>> START Records to process

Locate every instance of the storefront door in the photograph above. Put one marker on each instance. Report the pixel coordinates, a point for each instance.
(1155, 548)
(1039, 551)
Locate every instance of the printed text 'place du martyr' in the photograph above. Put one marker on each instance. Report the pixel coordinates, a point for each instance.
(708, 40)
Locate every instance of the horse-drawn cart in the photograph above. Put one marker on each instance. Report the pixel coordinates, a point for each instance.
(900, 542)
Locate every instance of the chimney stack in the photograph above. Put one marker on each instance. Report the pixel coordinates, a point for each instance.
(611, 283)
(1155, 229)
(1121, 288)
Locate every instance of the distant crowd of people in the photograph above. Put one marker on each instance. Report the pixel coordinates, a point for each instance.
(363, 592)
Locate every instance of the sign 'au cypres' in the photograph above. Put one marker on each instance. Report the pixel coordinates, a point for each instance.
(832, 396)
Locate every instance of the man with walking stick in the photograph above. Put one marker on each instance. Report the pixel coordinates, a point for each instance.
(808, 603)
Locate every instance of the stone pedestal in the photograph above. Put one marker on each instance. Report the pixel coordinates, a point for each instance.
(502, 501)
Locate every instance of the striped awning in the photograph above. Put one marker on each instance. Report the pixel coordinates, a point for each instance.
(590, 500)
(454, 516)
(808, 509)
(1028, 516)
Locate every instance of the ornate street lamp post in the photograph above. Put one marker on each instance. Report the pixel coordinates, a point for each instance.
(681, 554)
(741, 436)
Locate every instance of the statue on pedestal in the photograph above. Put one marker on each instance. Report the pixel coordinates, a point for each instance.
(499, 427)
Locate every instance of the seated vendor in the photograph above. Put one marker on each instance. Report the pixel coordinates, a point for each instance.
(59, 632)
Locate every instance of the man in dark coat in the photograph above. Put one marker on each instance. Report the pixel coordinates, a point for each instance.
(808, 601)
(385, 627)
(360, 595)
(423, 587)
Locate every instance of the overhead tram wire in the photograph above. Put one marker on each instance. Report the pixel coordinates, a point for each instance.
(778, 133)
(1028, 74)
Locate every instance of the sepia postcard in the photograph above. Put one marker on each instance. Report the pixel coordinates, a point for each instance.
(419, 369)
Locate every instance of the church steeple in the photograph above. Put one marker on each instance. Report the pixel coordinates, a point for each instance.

>> END Records to process

The problem – Format the lines of the listing above as a numbered list, beginning at the line that contains "Locate every instance of the chimney" and stopping after the line that contains "(1121, 288)", with any blank lines omitted.

Solution to this problem –
1. Locate every instance of the chimney stack in the photograph above. Put one marker on each instance. Report the pixel coordinates, a point for each instance.
2. (611, 283)
3. (1155, 229)
4. (1121, 288)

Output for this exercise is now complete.